■ **TRAVAIL DEMANDÉ**
#1 D'après l'extrait du document, combien de normes ESRS relèvent du domaine social ?
#2 Indiquez si chacune des affirmations suivantes est conforme à l'extrait du document, en répondant par oui ou par non et en citant les mots décisifs du texte. (a) La CSRD est applicable à compter de 2024. (b) Le contrôleur financier interviewé affirme que tout est prêt pour produire les informations attendues. (c) Certaines start-ups de la comptabilité carbone intègrent déjà une approche multicritères de type ACV.
#3 Recopiez à l'identique le passage de l'extrait du document qui commence par « Dans le débat » et se poursuit jusqu'à « leur environnement externe. ».

■ **EXTRAIT DU DOCUMENT**
*-*-*
Applicable à compter de 2024, la nouvelle réglementation européenne CSRD, entendez par là Corporate Sustainability Reporting Directive, via les propositions de l’EFRAG, a débouché sur un ensemble de nouvelles normes de publication, les ESRS (European Sustainability Reporting Standards).

On en dénombre notamment 10, 5 dans le domaine environnemental, 4 dans le domaine social, et 1 dans le domaine de la gouvernance. Certains ont vu dans le passage aux ESRS, la transition d’une ère de la RSE volontaire à celle d’une RSE coercitive. Interrogée sur le sujet lors d’une soirée dédiée aux sociétés à mission, une consultante chevronnée de la RSE déplorait l’approche de la CSRD, transformant la RSE en un exercice de remplissage d’une feuille tableur. Autant dire qu’une partie de l’esprit de la RSE aurait été totalement oubliée en chemin, encore très loin d’une RSE politique et systémique appelée des vœux par la philosophe Cécile Renouard.

Mais cette nouvelle législation, bien que défendue par quelques académiques, n’en est pas moins décriée sur de nombreux autres aspects. Lorsque nous interviewons le contrôleur financier d’un grand groupe du secteur du négoce, celui-ci nous précise que rien n’est prêt pour produire les informations attendues. Autrement dit, il semble qu’on ait mis « la charrue avant les bœufs », selon l’expression consacrée. Ce point semble se confirmer lorsque nous constatons que certaines start-ups positionnées sur la comptabilité carbone ne sont toujours pas en mesure d’intégrer une approche multicritères, de type ACV (analyse de cycle de vie), permettant d’appréhender d’autres problématiques que les seuls gaz à effet de serre.

Dans le débat qui semble opposer l’ISSB à l’EFRAG, sur la double matérialité, il y a lieu de rester extrêmement sceptique. Ne serait-ce point l’« arbre qui cacherait la forêt » ? La polémique semble quasi ridicule à l’heure des bases de données ESG internationales, et des notations extra-financières, qui nous renseignent déjà très bien sur la matérialité d’impact. Quant à la matérialité financière, on aimerait mieux comprendre avec quel sérieux et quelle rigueur les entreprises pourront évaluer demain les effets multiples d’une dégradation et des mutations multiples de leur environnement externe.
*-*-*
■ **JEU DE DONNÉES**
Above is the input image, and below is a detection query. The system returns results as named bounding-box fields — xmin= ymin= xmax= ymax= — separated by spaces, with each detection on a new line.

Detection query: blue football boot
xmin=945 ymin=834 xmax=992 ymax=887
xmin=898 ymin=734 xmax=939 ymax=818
*-*-*
■ **SOLUTIONS PAR TÂCHE**
#1 Quatre normes.

#2
(a) Oui : « Applicable à compter de 2024 ».
(b) Non : « rien n’est prêt pour produire les informations attendues ».
(c) Non : « ne sont toujours pas en mesure d’intégrer une approche multicritères ».

#3
Dans le débat qui semble opposer l’ISSB à l’EFRAG, sur la double matérialité, il y a lieu de rester extrêmement sceptique. Ne serait-ce point l’« arbre qui cacherait la forêt » ? La polémique semble quasi ridicule à l’heure des bases de données ESG internationales, et des notations extra-financières, qui nous renseignent déjà très bien sur la matérialité d’impact. Quant à la matérialité financière, on aimerait mieux comprendre avec quel sérieux et quelle rigueur les entreprises pourront évaluer demain les effets multiples d’une dégradation et des mutations multiples de leur environnement externe.